* Short problem 1
Report each line in the records below that contains the string "hose", copying every such line in full.

* Source
Friday, January 28, 2011

Thoughts on jBPM, Spring Integration, Activiti and Spring Batch

The slides are a continuation of my last post. Essentially, just sharing my current thoughts. I would love some feedback from people in the know.

--Rick Hightower

Thursday, January 27, 2011

Draft: Thoughts on Workflow, BPMN, BPM, Batch jobs, Integration Patterns, Spring Batch and Spring Integration

 Raw thoughts on BPMN, Java Workflow, etc.

  1. Use Business Process Management Engine to get visibility into the process of push (Activiti) abbreviated BPME
  2. Use Enterprise Integration Patterns approach for messaging/eventing between processes (Spring Integration) abbreviated EIPM
    1. Use it to message to the BPME
    2. Use it to kick off other processes
    3. Use it to integrate via adapters XMPP, JMS, AMQP, FTP, etc.
    4. Use it to publish events that other processes want to listent to
  3. Use recoverable batch processing management to do our large batch processes (Spring Batch)
    1. Use EIPM to communicate state from batch Jobs/Steps to BPME 
    2. Use retry/recover features
    3. Use transaction batching
    4. Use re-entrant features
    5. Use auditing features 

Problem domain:

This is deliberately vague enough for two reasons 1) I want to use it to solicit feedback from an external audience 2) I don't posses a clear understanding of all of the details of the current process.
Let's say you have the following problem. You have a bunch of producers (photographers, ERP specialists, artist, lawyers, marketing folks, project managers, content providers, etc) who produce raw data into a large raw data database.
The data in this raw data database is managed by a series of admin tools, and content tools. There are 30 some tools.
This raw data database consist of a highly normalized version of the actual data. It also consist of tabular business rules and metadata.
Later this raw data is pushed to the live working system.
The push process goes something like this.
The raw data is converted into domain objects by a decision support system.
The rich domain objects may nor may not end up in one of 20 or so data marts (fully relational operations data).
Later this richer domain data is further filtered by a variety of things for a variety of reasons (vague enough).
Some of this richer data is then copied into Service level caches (think memcache).
Then there are content caches (think file systems).
Then there are edge content caches for images, PDFs, and videos (think Akamai).
To simplify, the process is something like this:
  1. Transform raw data into rich domain objects using DSS
  2. Filter rich domain objects into many different operational data marts
  3. Populate Service Caches 
  4. Populate Content Caches
  5. Populate Edge Content Caches
To keep it really simple it would be:
  1. Transform raw data into domain objects
  2. Push domain objects to various data marts
  3. Populate caches
Again realize that most of the above is somewhat contrived and in reality way oversimplified.
The current system consist of 
  1. Korn shell scripts that call into a homegrown but not fully baked workflow engine (written in Java, using a custom JSON files)

* Records
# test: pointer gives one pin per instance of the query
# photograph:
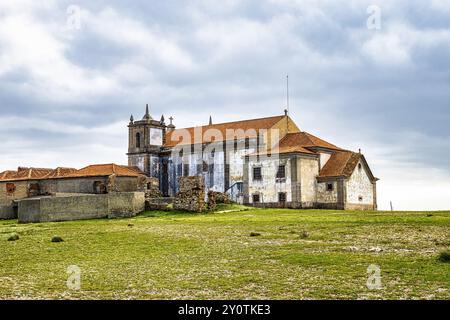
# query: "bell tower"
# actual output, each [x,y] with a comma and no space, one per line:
[145,140]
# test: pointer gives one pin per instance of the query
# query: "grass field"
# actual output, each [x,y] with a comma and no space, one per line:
[299,254]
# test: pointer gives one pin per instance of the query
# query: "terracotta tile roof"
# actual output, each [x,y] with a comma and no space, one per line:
[23,174]
[60,172]
[301,142]
[99,170]
[7,175]
[307,140]
[340,164]
[173,137]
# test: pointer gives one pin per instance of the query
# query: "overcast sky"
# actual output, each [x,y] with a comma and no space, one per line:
[70,76]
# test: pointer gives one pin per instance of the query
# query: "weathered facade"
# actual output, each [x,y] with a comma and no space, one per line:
[68,194]
[261,162]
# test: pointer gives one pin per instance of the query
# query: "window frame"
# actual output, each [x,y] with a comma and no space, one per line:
[278,175]
[259,176]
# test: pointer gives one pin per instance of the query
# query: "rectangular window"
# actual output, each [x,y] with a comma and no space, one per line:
[247,143]
[211,175]
[10,188]
[257,176]
[281,173]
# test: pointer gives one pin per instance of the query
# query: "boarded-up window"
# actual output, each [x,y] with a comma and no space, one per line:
[138,140]
[257,176]
[211,175]
[10,188]
[281,173]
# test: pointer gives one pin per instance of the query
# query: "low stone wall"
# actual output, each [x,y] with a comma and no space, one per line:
[125,204]
[7,212]
[359,207]
[81,207]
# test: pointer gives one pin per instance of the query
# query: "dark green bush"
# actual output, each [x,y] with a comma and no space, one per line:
[444,256]
[13,237]
[57,239]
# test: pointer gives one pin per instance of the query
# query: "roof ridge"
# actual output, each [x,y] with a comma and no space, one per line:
[222,123]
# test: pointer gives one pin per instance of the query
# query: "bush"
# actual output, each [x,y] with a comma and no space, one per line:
[57,239]
[13,237]
[444,256]
[221,197]
[304,234]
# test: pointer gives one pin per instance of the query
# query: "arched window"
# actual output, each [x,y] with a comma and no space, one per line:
[138,140]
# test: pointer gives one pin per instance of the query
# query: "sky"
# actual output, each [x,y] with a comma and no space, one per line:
[373,75]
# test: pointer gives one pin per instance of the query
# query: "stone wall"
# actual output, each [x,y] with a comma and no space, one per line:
[308,169]
[360,190]
[7,212]
[20,191]
[191,196]
[80,207]
[326,196]
[270,186]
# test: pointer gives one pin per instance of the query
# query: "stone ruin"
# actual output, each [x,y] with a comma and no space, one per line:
[152,188]
[191,196]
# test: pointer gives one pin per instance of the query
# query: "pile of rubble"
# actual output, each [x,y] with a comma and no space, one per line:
[192,195]
[152,188]
[220,197]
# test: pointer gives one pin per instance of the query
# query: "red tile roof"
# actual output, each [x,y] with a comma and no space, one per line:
[340,164]
[301,142]
[252,126]
[98,170]
[23,174]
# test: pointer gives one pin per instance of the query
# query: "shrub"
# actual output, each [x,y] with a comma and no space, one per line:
[13,237]
[444,256]
[304,234]
[57,239]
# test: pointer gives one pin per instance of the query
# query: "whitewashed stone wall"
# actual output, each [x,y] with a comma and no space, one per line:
[359,185]
[308,169]
[325,196]
[269,187]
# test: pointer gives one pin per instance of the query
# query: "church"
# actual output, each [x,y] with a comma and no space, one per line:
[265,162]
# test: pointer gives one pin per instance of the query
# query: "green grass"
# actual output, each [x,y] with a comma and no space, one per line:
[177,255]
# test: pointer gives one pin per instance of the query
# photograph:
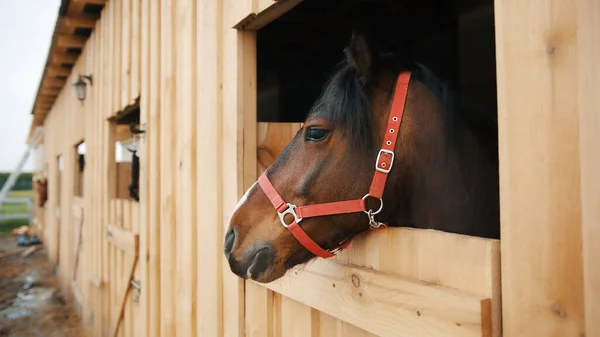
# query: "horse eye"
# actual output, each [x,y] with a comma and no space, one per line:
[316,134]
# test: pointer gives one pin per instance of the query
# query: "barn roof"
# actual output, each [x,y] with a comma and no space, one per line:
[74,25]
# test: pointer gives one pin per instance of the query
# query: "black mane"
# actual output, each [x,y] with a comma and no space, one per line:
[344,102]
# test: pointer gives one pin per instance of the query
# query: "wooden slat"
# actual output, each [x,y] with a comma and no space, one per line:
[53,83]
[125,53]
[60,58]
[588,33]
[540,193]
[136,46]
[192,287]
[150,195]
[123,291]
[81,20]
[116,58]
[386,305]
[168,169]
[125,240]
[231,137]
[70,41]
[49,92]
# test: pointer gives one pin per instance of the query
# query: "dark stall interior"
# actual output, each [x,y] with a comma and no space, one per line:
[297,52]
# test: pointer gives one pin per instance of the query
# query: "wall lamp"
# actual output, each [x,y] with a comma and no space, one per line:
[80,86]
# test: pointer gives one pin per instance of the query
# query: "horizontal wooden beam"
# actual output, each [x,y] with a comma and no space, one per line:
[71,41]
[53,83]
[93,2]
[61,58]
[82,21]
[123,239]
[58,71]
[49,91]
[386,305]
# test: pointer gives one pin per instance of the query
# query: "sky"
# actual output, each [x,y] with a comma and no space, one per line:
[26,28]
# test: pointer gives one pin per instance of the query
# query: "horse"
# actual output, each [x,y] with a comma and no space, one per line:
[384,131]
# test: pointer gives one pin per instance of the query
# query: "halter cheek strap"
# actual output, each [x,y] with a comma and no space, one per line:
[383,165]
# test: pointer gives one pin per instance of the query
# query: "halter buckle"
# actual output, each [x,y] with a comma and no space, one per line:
[372,222]
[388,169]
[380,205]
[290,210]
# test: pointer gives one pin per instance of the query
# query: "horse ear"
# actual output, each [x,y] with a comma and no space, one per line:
[360,56]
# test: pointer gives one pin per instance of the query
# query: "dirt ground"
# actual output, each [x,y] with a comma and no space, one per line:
[31,303]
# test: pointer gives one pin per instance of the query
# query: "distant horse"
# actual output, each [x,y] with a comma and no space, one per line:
[437,168]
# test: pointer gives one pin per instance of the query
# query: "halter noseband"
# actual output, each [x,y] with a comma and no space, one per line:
[383,165]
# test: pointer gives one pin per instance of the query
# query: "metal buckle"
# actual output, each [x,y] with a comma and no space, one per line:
[380,205]
[379,156]
[290,210]
[336,250]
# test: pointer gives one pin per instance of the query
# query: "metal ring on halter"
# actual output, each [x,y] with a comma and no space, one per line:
[290,210]
[380,205]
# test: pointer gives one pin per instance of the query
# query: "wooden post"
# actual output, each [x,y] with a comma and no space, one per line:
[588,13]
[540,115]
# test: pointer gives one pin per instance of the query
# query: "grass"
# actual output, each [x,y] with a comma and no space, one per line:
[7,225]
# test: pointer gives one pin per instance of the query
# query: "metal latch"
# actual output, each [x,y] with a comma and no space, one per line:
[137,286]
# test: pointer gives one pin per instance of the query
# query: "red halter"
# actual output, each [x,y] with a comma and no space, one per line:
[385,160]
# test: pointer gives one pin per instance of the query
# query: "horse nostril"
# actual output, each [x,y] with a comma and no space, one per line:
[262,260]
[229,240]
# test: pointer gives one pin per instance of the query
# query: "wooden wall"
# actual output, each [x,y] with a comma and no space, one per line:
[195,77]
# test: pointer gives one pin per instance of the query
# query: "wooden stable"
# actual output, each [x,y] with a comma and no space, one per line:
[185,73]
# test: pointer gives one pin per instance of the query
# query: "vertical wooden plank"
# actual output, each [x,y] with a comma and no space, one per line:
[588,33]
[126,49]
[184,29]
[143,318]
[154,169]
[540,200]
[117,59]
[128,221]
[298,320]
[259,311]
[168,169]
[208,143]
[109,54]
[136,47]
[232,138]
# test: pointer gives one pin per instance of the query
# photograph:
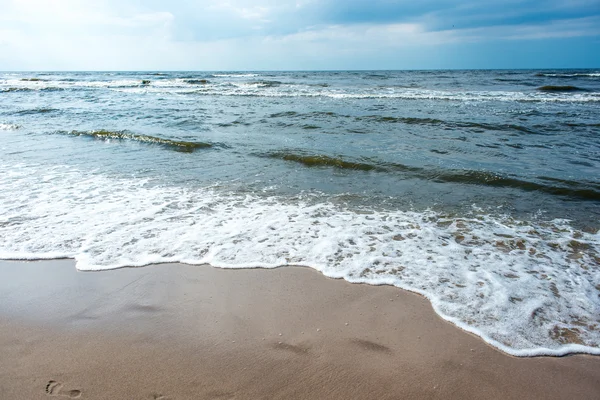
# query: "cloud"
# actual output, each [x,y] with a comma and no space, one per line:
[284,34]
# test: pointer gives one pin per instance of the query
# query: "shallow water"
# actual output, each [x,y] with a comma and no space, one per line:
[478,189]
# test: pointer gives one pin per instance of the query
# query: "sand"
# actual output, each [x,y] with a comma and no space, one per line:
[195,332]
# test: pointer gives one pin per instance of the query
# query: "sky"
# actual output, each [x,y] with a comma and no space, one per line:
[238,35]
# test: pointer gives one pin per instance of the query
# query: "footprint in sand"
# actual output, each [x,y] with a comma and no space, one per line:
[54,388]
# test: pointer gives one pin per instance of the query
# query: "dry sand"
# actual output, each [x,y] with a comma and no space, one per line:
[195,332]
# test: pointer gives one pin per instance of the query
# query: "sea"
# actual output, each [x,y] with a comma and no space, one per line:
[478,189]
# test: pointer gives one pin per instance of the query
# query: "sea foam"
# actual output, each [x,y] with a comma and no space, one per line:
[526,287]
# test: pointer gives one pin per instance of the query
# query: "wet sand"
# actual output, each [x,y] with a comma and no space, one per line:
[195,332]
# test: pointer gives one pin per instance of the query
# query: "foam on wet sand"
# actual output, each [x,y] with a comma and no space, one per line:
[194,332]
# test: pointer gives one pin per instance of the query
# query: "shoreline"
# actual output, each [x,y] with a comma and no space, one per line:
[567,349]
[188,332]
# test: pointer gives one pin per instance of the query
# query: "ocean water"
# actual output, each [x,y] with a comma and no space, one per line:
[478,189]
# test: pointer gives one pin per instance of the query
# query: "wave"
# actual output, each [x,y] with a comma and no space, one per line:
[265,84]
[553,88]
[42,110]
[322,160]
[178,145]
[575,75]
[196,81]
[572,189]
[234,75]
[29,89]
[452,124]
[9,127]
[527,287]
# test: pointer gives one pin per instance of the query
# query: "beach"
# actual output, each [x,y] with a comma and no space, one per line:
[176,331]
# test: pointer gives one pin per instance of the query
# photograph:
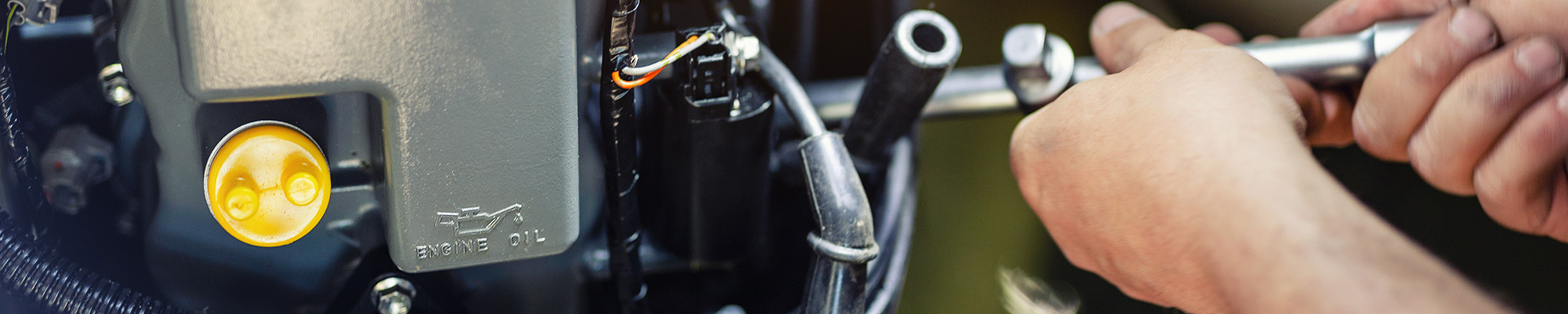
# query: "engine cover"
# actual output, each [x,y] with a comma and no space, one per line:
[477,112]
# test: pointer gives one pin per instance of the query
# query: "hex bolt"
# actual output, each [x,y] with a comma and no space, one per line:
[394,296]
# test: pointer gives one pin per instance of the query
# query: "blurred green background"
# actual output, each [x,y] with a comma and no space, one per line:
[973,222]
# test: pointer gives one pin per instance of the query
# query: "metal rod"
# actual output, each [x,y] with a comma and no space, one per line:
[1034,56]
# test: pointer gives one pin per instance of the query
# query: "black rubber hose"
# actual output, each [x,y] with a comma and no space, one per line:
[35,274]
[32,272]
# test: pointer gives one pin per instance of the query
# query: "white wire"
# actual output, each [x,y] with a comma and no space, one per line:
[675,56]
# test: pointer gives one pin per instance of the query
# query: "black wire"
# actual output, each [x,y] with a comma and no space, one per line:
[27,175]
[619,131]
[31,271]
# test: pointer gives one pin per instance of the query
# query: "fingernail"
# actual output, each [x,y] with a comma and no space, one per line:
[1537,60]
[1117,15]
[1563,101]
[1472,27]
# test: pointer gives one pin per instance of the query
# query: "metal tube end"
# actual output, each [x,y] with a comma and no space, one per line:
[1039,65]
[927,38]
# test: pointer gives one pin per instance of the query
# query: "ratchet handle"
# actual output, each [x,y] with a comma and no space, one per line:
[1323,62]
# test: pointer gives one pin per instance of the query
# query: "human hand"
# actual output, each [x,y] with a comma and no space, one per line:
[1470,117]
[1142,177]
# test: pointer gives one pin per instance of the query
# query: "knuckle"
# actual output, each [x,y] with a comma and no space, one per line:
[1443,167]
[1374,139]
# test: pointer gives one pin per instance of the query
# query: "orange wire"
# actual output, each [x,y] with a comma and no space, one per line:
[650,76]
[634,84]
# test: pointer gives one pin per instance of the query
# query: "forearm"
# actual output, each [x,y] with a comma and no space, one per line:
[1312,247]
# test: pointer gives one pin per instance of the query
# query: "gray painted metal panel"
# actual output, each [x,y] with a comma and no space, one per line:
[479,108]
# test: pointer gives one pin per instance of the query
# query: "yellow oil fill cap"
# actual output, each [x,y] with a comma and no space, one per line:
[267,184]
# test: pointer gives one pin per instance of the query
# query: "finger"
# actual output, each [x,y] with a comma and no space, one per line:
[1401,89]
[1334,131]
[1349,16]
[1478,108]
[1122,32]
[1522,183]
[1221,32]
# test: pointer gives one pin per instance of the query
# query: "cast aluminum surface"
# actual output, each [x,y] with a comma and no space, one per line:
[479,108]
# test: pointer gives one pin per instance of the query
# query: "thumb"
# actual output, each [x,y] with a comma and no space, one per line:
[1122,32]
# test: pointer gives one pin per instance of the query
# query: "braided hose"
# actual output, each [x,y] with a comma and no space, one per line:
[37,274]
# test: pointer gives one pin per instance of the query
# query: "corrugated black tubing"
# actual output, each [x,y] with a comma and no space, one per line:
[37,274]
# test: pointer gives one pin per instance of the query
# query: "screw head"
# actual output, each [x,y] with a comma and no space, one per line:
[394,296]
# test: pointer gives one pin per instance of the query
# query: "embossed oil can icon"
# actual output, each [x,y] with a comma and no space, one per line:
[473,221]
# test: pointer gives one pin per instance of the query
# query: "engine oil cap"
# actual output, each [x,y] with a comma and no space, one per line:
[267,184]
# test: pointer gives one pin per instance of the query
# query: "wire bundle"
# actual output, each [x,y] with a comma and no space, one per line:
[648,73]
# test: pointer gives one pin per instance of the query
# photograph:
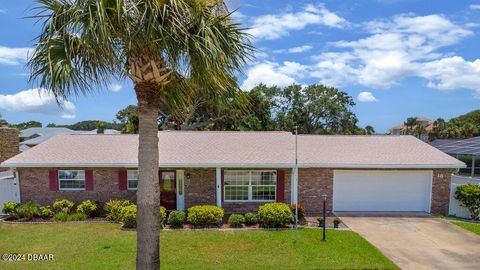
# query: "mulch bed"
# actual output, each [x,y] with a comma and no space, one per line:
[12,220]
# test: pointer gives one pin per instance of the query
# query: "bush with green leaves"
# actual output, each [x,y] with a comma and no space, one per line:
[205,215]
[274,215]
[27,210]
[176,219]
[64,217]
[163,215]
[113,207]
[46,212]
[63,205]
[9,208]
[236,220]
[469,197]
[87,207]
[128,215]
[251,219]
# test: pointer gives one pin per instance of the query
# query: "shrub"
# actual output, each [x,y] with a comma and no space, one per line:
[163,215]
[236,220]
[9,208]
[176,219]
[63,205]
[251,219]
[205,215]
[113,207]
[87,207]
[27,210]
[46,212]
[301,212]
[469,196]
[274,215]
[63,217]
[128,215]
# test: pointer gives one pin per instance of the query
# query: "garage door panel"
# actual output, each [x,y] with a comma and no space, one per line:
[381,191]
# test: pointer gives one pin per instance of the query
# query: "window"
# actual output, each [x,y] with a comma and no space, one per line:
[71,180]
[132,179]
[250,185]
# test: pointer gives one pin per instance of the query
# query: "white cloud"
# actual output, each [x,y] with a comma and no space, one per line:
[366,97]
[274,26]
[299,49]
[267,73]
[13,56]
[115,87]
[452,73]
[37,100]
[475,7]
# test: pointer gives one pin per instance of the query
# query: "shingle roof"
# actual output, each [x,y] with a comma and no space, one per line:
[237,149]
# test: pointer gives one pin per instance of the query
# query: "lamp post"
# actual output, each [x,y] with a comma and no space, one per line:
[324,196]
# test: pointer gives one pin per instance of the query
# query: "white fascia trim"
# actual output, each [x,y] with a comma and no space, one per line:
[235,165]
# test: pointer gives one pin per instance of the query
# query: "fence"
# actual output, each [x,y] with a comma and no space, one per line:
[455,208]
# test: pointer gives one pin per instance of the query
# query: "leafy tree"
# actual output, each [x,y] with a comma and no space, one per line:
[128,117]
[25,125]
[156,44]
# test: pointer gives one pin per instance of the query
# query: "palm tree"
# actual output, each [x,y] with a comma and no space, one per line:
[84,43]
[369,130]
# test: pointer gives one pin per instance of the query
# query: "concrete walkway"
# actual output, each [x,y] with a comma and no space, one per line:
[419,242]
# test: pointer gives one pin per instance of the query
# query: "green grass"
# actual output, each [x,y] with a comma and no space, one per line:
[473,227]
[105,246]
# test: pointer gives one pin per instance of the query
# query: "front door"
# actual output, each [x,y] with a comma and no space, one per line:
[168,192]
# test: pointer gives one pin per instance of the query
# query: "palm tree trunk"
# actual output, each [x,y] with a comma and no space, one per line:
[148,193]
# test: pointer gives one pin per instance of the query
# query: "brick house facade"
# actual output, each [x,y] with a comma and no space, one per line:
[200,189]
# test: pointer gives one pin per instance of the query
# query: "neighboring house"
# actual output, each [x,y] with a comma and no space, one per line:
[241,170]
[402,129]
[31,137]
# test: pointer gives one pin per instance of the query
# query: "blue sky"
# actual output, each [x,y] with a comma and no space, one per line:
[395,58]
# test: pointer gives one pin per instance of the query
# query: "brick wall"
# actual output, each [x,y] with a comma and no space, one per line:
[312,183]
[34,186]
[441,190]
[9,143]
[200,187]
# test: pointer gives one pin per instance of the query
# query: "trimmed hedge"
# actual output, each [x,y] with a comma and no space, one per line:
[128,216]
[63,205]
[176,219]
[9,208]
[274,215]
[236,220]
[87,207]
[205,215]
[113,207]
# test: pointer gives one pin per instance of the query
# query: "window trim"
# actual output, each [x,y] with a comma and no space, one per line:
[129,188]
[71,189]
[250,189]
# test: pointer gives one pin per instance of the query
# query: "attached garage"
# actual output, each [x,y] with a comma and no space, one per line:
[374,190]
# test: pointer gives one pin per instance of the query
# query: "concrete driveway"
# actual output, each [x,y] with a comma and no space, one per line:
[418,242]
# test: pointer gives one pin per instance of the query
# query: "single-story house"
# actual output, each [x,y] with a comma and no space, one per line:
[241,170]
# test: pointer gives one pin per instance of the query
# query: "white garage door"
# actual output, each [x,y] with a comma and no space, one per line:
[382,190]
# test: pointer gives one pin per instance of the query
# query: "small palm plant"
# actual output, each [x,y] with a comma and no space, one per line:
[158,44]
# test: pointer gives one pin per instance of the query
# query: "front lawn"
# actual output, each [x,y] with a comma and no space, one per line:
[473,227]
[105,246]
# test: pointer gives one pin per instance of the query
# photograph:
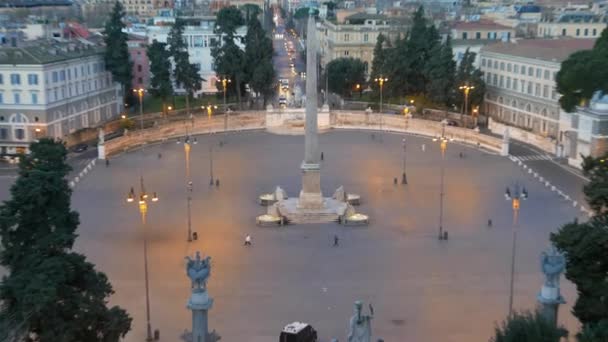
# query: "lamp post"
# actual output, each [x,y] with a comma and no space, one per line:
[443,144]
[225,82]
[140,93]
[381,80]
[515,197]
[188,141]
[404,176]
[143,210]
[466,89]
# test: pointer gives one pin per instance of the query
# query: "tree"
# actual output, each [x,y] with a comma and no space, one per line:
[468,74]
[528,327]
[344,74]
[585,245]
[583,73]
[185,73]
[117,52]
[441,70]
[160,68]
[51,293]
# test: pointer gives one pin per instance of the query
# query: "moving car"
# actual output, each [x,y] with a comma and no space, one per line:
[298,332]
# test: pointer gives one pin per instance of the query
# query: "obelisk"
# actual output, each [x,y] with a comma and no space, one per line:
[311,196]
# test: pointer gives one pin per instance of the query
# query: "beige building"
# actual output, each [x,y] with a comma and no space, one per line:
[574,25]
[481,30]
[53,89]
[356,37]
[520,80]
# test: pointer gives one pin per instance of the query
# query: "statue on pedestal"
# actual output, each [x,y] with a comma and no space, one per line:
[198,271]
[360,329]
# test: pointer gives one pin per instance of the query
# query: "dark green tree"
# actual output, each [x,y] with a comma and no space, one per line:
[583,73]
[527,327]
[117,53]
[344,74]
[585,245]
[160,68]
[379,61]
[468,74]
[185,73]
[441,73]
[51,293]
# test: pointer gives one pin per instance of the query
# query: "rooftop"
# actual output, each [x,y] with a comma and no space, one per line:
[552,50]
[48,51]
[478,25]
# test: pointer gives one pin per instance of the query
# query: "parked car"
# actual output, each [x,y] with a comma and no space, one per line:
[298,332]
[80,148]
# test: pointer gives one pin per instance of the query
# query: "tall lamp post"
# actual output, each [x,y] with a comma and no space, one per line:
[404,176]
[515,197]
[143,210]
[443,144]
[188,142]
[140,94]
[381,80]
[466,89]
[225,82]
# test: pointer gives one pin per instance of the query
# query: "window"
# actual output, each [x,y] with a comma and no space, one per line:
[32,79]
[15,79]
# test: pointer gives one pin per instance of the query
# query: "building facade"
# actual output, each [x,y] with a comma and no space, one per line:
[520,80]
[355,38]
[53,89]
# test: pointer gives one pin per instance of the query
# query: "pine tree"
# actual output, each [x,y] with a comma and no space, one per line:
[51,293]
[160,68]
[117,52]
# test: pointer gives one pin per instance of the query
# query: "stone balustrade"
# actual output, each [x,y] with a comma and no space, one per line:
[288,119]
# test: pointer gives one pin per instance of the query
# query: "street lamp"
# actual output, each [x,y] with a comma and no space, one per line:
[188,141]
[140,92]
[403,176]
[515,197]
[143,210]
[443,144]
[381,80]
[466,89]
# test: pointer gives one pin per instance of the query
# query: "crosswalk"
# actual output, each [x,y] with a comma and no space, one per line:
[533,157]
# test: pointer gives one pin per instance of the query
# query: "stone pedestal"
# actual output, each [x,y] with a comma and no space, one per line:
[311,196]
[549,300]
[199,304]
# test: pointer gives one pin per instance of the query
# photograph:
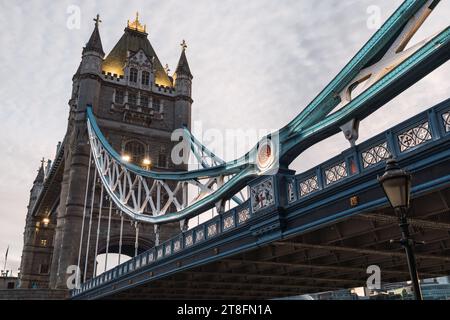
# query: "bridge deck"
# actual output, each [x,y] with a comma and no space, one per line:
[307,239]
[329,258]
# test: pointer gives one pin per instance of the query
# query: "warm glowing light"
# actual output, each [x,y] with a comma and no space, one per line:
[136,25]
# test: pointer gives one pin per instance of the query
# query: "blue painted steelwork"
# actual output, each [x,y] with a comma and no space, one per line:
[267,225]
[317,121]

* Short problem 2
Reproduce the passage of the workflow post above that starts with "1. Use EIPM to" and goes on through "30 some tools.", switching "producers" to "contributors".

* Answer 1
# query: "black rubber hose"
# query: "braided hose"

* Answer 2
1. Use EIPM to communicate state from batch Jobs/Steps to BPME 
    2. Use retry/recover features
    3. Use transaction batching
    4. Use re-entrant features
    5. Use auditing features 

Problem domain:

This is deliberately vague enough for two reasons 1) I want to use it to solicit feedback from an external audience 2) I don't posses a clear understanding of all of the details of the current process.
Let's say you have the following problem. You have a bunch of contributors (photographers, ERP specialists, artist, lawyers, marketing folks, project managers, content providers, etc) who produce raw data into a large raw data database.
The data in this raw data database is managed by a series of admin tools, and content tools. There are 30 some tools.